SET TASK: Every entry should be repeated exactly. Omit the pictures.

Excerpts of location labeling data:
--- --- ---
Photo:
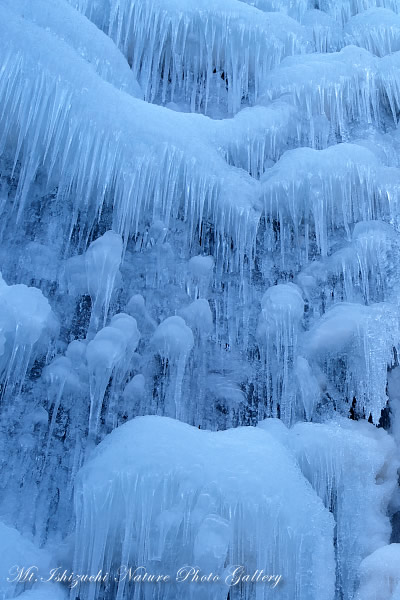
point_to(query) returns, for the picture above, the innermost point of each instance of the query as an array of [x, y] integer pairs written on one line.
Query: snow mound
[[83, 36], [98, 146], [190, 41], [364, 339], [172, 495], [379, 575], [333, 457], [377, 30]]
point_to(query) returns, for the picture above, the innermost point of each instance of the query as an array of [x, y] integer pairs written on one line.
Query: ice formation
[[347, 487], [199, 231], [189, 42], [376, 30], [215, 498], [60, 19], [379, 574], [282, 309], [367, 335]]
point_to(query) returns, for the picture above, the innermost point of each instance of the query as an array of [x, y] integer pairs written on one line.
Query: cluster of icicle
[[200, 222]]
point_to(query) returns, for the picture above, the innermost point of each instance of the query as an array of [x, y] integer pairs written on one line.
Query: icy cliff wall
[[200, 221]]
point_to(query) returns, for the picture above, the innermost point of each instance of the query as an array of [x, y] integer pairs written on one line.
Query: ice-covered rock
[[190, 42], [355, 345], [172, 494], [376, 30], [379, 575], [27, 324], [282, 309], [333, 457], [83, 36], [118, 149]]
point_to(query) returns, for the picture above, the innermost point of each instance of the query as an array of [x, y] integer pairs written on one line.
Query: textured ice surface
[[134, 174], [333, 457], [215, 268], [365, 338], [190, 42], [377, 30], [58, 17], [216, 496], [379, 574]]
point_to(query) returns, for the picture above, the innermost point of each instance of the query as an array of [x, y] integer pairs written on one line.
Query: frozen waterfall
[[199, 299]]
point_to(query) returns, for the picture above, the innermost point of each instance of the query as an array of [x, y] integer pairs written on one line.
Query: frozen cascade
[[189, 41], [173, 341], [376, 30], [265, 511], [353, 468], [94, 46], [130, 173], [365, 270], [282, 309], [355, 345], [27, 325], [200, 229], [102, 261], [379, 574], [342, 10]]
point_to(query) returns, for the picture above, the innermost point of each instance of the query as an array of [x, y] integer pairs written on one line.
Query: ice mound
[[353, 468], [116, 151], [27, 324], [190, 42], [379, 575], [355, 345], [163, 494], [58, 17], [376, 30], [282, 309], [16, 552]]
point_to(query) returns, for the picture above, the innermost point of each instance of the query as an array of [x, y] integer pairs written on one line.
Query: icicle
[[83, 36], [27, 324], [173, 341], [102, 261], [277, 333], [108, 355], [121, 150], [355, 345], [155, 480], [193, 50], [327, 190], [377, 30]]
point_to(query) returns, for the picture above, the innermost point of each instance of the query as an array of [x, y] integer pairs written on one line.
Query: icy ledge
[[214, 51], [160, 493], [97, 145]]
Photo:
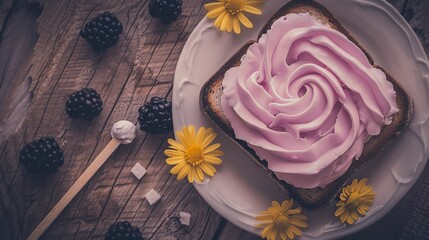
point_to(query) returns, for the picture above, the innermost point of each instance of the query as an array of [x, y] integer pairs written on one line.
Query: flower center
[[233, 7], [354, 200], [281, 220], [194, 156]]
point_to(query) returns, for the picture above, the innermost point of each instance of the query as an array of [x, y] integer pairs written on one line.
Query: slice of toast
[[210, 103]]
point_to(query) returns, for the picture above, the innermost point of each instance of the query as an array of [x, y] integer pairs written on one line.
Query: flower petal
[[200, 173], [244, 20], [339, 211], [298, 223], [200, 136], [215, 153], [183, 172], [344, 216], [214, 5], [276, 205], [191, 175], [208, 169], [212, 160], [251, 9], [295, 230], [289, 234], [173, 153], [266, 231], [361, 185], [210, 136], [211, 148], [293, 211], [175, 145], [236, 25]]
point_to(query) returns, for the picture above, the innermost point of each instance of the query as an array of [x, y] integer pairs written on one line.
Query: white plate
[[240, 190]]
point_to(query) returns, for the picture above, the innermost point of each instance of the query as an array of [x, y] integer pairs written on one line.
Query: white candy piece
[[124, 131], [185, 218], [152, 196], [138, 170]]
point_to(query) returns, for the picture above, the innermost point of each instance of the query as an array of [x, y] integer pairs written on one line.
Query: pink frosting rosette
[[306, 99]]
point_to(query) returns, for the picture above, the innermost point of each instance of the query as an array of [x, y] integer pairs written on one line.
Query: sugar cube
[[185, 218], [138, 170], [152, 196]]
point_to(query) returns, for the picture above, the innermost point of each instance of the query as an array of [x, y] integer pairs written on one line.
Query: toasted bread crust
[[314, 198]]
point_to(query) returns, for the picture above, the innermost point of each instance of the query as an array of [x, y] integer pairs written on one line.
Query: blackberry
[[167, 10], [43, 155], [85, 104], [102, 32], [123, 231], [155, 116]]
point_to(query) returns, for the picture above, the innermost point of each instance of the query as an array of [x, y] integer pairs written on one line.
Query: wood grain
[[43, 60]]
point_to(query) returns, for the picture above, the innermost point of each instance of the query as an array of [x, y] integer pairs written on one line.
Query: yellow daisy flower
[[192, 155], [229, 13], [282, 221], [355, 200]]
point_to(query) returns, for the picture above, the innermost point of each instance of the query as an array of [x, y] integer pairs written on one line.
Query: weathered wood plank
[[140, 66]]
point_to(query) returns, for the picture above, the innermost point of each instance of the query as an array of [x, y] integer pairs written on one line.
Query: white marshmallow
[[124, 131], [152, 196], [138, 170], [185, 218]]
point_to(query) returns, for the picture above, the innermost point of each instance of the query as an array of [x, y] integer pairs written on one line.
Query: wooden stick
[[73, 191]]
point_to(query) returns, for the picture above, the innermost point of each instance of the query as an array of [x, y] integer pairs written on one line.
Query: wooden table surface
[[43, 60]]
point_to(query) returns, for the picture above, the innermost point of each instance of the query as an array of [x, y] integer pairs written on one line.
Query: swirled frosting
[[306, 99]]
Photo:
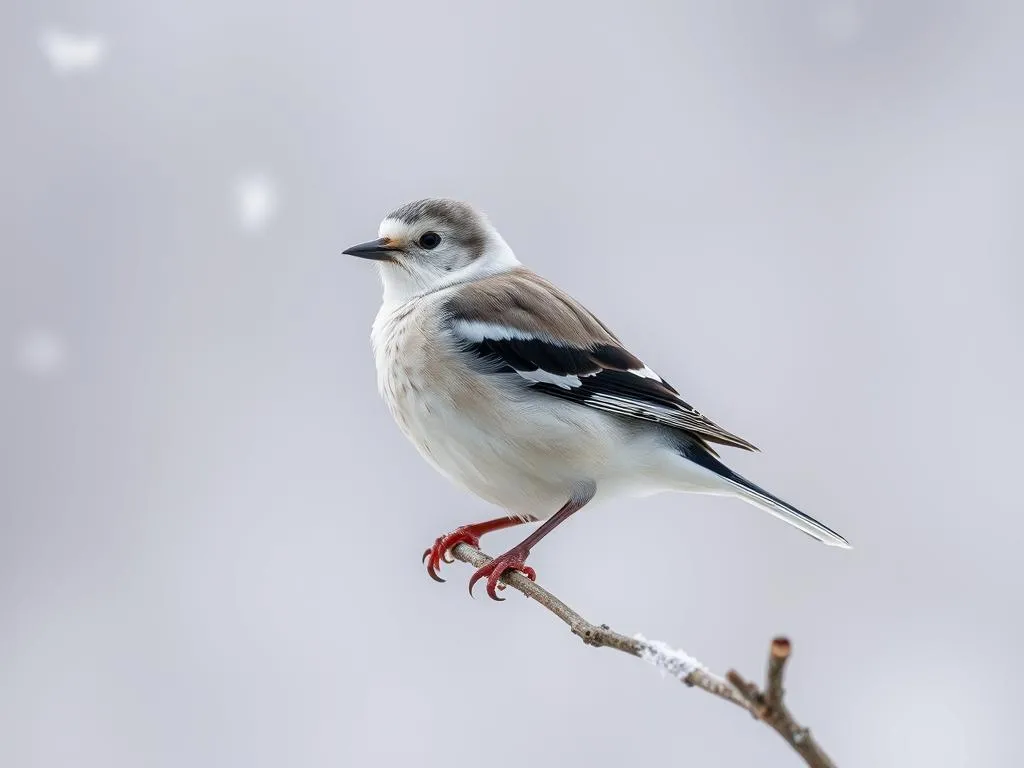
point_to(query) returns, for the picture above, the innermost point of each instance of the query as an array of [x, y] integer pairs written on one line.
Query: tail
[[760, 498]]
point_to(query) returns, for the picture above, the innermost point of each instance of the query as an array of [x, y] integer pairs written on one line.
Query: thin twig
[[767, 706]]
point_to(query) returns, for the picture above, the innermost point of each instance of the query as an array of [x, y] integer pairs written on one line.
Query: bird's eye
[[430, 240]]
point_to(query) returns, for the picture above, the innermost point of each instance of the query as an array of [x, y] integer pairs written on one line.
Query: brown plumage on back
--- --- ---
REPLY TO THE EXERCISE:
Photo:
point_to(query) returns, for the picture above, the innermost point of each instance of the query as an array of [x, y] integer pairs written on one line.
Query: snow mound
[[83, 36], [98, 146], [190, 41], [364, 339], [172, 495], [379, 575], [333, 457], [377, 30]]
point_to(query) returns, for the picture above, the innermost point of each instance of the query as an array of [x, y] integer pairs written on one line.
Query: ice formation
[[347, 487], [199, 231], [189, 42], [376, 30], [215, 498], [60, 19], [379, 574], [282, 309], [367, 335]]
point_to(query) returns, for the picture above, the innermost point of each instance of the query as an array of [x, y] integer pairs written on one line.
Query: cluster of icicle
[[200, 222]]
point_to(query) returns, for the picture above, the innermost point of each instance of the query as an array of [x, y] integer pairs written on one line.
Query: icy cliff wall
[[200, 221]]
point_to(query) returns, for the picture above, the innermost point of each instance of the query as an array of [x, y] integer pairs written on one line.
Query: ice-covered rock
[[190, 42], [355, 345], [172, 494], [376, 30], [379, 575], [27, 324], [282, 309], [333, 457], [83, 36], [118, 149]]
point_to(query) returns, for the picture above, the innermost point of each instance of the query as an array of [x, y] integer pairs written on one line.
Query: textured ice surface
[[134, 174], [333, 457], [215, 268], [365, 338], [190, 42], [377, 30], [58, 17], [216, 496], [379, 574]]
point_to(query) returns, for the picture above, the innermost point of each instance of the query as an array of [x, y] integer pairs written on one line.
Query: frozen waterfall
[[199, 299]]
point_to(query) returns, for the picture above, the innermost point of each instance of the query as an array of [x, y] integer pairs written on one line.
Query: frozen cascade
[[189, 41], [173, 341], [376, 30], [265, 511], [353, 468], [94, 46], [130, 173], [365, 270], [282, 309], [355, 345], [27, 325], [200, 229], [102, 261], [379, 574], [342, 10]]
point_to(query) returns, for the picture above, the innermost point of each instance of the query as an array of [x, y] integer pairs written on one line.
Query: ice mound
[[353, 468], [116, 151], [27, 324], [190, 42], [379, 575], [355, 345], [163, 494], [58, 17], [376, 30], [282, 309], [16, 552]]
point_to(query) returns, for the picture above, the innermost point of each instance of the query as an array of [x, y] integer pairs written on one line.
Query: icicle
[[83, 36], [27, 324], [173, 341], [102, 261], [277, 333], [108, 355], [121, 150], [355, 345], [155, 480], [193, 50], [327, 190], [377, 30]]
point_to(query) returns, for the picture above, the innermost point of each instance of the query as an array of [x, y] integer pairs written on one line.
Query: icy ledge
[[214, 51], [160, 493], [97, 145]]
Photo:
point_to(query) returns, for the picture above, the innermost point of each instance of the query as an array of [x, y] integer pairs written on one line.
Query: flower center
[[233, 7], [354, 200], [281, 220], [194, 156]]
point_to(query) returns, for the picture above, the innermost point of each instance of the query as an array of [x, y] integer pairs written on one line.
Query: slice of toast
[[210, 103]]
point_to(query) returns, for the picture above, the innermost point of each instance of the query as an array of [x, y] integer pairs written on one line.
Query: flower petal
[[200, 173], [244, 20], [339, 211], [298, 223], [200, 136], [215, 153], [183, 172], [344, 216], [214, 5], [276, 205], [191, 175], [208, 169], [212, 160], [251, 9], [295, 230], [289, 234], [173, 153], [266, 231], [361, 185], [210, 136], [211, 148], [293, 211], [175, 145], [236, 25]]
point_to(query) returns, for the picture above, the innermost point of each instance of the query as an array of [x, y] integer pairs written on one line.
Query: white plate
[[240, 190]]
point_to(query) returns, for the picture above, the innermost point of each instance of the query as an array of [x, y] integer pairs written on one line.
Query: white candy piece
[[124, 131], [185, 218], [152, 196], [138, 170]]
point_to(query) returns, for the picture above, the innermost point of each instance of the query as an array of [x, y] integer pairs written on one line.
Query: pink frosting rosette
[[306, 99]]
point_to(query) returns, for the picture above, the innermost point of each instance of the query as an array of [x, y] integer pairs written on one line.
Query: sugar cube
[[185, 218], [138, 170], [152, 196]]
point_to(query) returns, for the picture above, the innermost point of each instance of the query as an array of [x, y] integer pairs written on one line.
Query: toasted bread crust
[[314, 198]]
point_to(query) returns, for the picture above, the innermost point of each instance of the query as an array of [x, y] integer pairs written on one line.
Query: blackberry
[[167, 10], [43, 155], [85, 104], [102, 32], [123, 231], [155, 116]]
point_to(query) returns, for the picture above, the innermost point of each instance of the query as an array of [x, y] integer pairs written on one line.
Query: wood grain
[[43, 60]]
point_to(query) returns, for the picture above, the innermost point of each instance of the query as an array of [x, y] integer pairs written on one line.
Query: yellow daisy flower
[[192, 155], [229, 13], [282, 221], [355, 200]]
point_to(query) returns, for the picture above, the innermost point of each instance of the query as an array of [x, y] integer pairs written on one line.
Query: weathered wood plank
[[140, 66]]
point_to(query) returns, for the picture above, the innermost point of each instance of the query as an array of [x, y] integer pairs written on one line.
Query: white marshmallow
[[124, 131], [152, 196], [138, 170], [185, 218]]
point_to(query) returns, for the picture above, the innermost point of each instance of the query as an array of [x, y] integer pairs written on one line.
Query: wooden stick
[[73, 191]]
point_to(query) returns, for the picture above, the innermost point of each instance of the query as an array of [x, y] integer pairs written on one line.
Query: wooden table surface
[[43, 60]]
point_to(query) returns, for the picture above, the innermost point of each instance of the query as an array of [x, y] integer pairs written on one line.
Query: swirled frosting
[[306, 99]]
Photo:
point_to(query) returns, for the picture above, the innermost point of each instance of the query as an array of [x, y] integer pairs written on one line.
Query: tail
[[760, 498]]
point_to(query) returns, for the picture above, the innermost point of each instance of the query as an array of [x, y] integer pairs written on one line.
Query: thin twig
[[767, 706]]
point_to(query) returns, for the picture above, the innermost point of each instance of the query as an array of [x, y] integer pairs written on one line.
Query: bird's eye
[[430, 240]]
point_to(query) returns, for the picture above, the innermost point of each instance of the query as an array of [x, y] integer pairs written on one line.
Query: brown plumage on back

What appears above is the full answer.